(Point-per-instance localization data)
*** Begin section ***

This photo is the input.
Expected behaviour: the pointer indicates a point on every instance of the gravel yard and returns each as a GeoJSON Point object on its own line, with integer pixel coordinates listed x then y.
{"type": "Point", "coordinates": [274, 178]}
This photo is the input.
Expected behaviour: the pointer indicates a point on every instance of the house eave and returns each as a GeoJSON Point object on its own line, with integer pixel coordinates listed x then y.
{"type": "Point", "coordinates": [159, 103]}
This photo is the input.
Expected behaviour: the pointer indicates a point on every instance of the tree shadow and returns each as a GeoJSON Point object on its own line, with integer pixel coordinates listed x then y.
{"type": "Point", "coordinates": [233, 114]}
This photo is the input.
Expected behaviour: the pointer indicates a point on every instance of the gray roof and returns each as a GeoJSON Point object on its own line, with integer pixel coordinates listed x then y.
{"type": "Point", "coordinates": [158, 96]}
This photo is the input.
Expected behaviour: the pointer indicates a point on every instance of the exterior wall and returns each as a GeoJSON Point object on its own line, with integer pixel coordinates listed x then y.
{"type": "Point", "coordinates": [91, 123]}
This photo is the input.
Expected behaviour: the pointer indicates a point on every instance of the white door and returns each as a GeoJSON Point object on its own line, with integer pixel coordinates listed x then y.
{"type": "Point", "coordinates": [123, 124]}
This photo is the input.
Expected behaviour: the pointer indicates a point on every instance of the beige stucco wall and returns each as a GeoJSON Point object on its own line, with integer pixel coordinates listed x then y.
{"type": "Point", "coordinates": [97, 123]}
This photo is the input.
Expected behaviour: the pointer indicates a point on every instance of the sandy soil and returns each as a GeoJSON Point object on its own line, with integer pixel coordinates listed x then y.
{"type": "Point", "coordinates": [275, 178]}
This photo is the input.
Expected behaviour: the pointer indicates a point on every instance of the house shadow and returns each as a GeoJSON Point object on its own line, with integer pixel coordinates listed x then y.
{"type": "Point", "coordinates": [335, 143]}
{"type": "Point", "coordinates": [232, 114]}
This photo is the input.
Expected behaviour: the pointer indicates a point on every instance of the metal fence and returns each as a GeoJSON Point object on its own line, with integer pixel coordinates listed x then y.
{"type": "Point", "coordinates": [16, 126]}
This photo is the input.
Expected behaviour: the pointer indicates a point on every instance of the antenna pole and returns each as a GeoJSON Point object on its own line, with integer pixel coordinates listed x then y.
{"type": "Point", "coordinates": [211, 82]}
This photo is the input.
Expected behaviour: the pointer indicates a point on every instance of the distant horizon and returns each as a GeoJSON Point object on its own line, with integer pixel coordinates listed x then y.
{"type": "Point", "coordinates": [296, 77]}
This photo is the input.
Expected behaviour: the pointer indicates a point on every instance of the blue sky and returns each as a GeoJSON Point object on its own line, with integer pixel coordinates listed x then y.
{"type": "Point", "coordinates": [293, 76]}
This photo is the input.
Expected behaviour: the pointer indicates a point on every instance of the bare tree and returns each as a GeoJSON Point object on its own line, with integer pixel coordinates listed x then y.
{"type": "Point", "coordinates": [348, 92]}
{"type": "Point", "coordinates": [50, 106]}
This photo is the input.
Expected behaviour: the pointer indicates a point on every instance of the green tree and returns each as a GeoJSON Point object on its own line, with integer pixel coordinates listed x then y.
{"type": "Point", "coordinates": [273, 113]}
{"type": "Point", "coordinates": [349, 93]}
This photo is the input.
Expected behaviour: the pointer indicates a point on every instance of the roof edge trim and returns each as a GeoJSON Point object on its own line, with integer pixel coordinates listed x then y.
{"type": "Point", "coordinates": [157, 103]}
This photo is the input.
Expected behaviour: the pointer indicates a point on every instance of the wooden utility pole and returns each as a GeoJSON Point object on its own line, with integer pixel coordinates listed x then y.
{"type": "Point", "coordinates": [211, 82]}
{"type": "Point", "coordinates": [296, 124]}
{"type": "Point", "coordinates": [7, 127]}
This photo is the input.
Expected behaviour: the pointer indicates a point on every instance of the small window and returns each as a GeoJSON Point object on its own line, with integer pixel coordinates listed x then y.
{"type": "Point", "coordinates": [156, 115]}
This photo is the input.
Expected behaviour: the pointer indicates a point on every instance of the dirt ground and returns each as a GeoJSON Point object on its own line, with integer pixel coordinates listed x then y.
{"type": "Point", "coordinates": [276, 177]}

*** End section ***

EXERCISE INSTRUCTIONS >> Your answer is the line containing "of the distant" plus every line after it through the end of the entries, given again exactly and alone.

RESPONSE TO THIS EXERCISE >>
Expected behaviour: the pointer indicates a point on every instance of the distant horizon and returns each as a GeoJSON Point object on its own line, with integer pixel coordinates listed x then y.
{"type": "Point", "coordinates": [296, 77]}
This photo is the input.
Expected behaviour: the pointer indicates a point on every instance of the blue sky and returns each as a GeoJSON Point object on its own line, with integer pixel coordinates listed x then y.
{"type": "Point", "coordinates": [293, 76]}
This photo is the input.
Expected behaviour: the pointer indicates a point on every instance of the bare tree and returns each as a GeoJSON Point object on its own line, with integer pixel coordinates listed x then y.
{"type": "Point", "coordinates": [348, 92]}
{"type": "Point", "coordinates": [50, 106]}
This photo is the input.
Expected behaviour: the pointer indicates a point on every instance of the green tree and returns each as a GeoJSON Point object on its own line, with integer pixel coordinates listed x then y.
{"type": "Point", "coordinates": [273, 113]}
{"type": "Point", "coordinates": [349, 93]}
This photo is the input.
Expected behaviour: the pointer indicates a point on every instance of the roof edge trim and returns each as a GeoJSON Point object on its own line, with integer pixel coordinates listed x then y.
{"type": "Point", "coordinates": [157, 103]}
This photo is the input.
Expected behaviour: the pointer indicates a point on every instance of the wooden utility pole and returns each as a GeoJSON Point object on its own line, with integer pixel coordinates listed x then y.
{"type": "Point", "coordinates": [211, 82]}
{"type": "Point", "coordinates": [296, 124]}
{"type": "Point", "coordinates": [7, 127]}
This photo is the input.
Expected behaviour: the pointer indicates a point on every instance of the small window and returns each as a GeoJSON Point object on its own line, with integer pixel coordinates listed x then y.
{"type": "Point", "coordinates": [156, 115]}
This photo is the input.
Expected behaviour: the pointer indicates a point on every instance of the dirt ground and returns each as a GeoJSON Point object on its own line, with integer pixel coordinates listed x then y.
{"type": "Point", "coordinates": [276, 177]}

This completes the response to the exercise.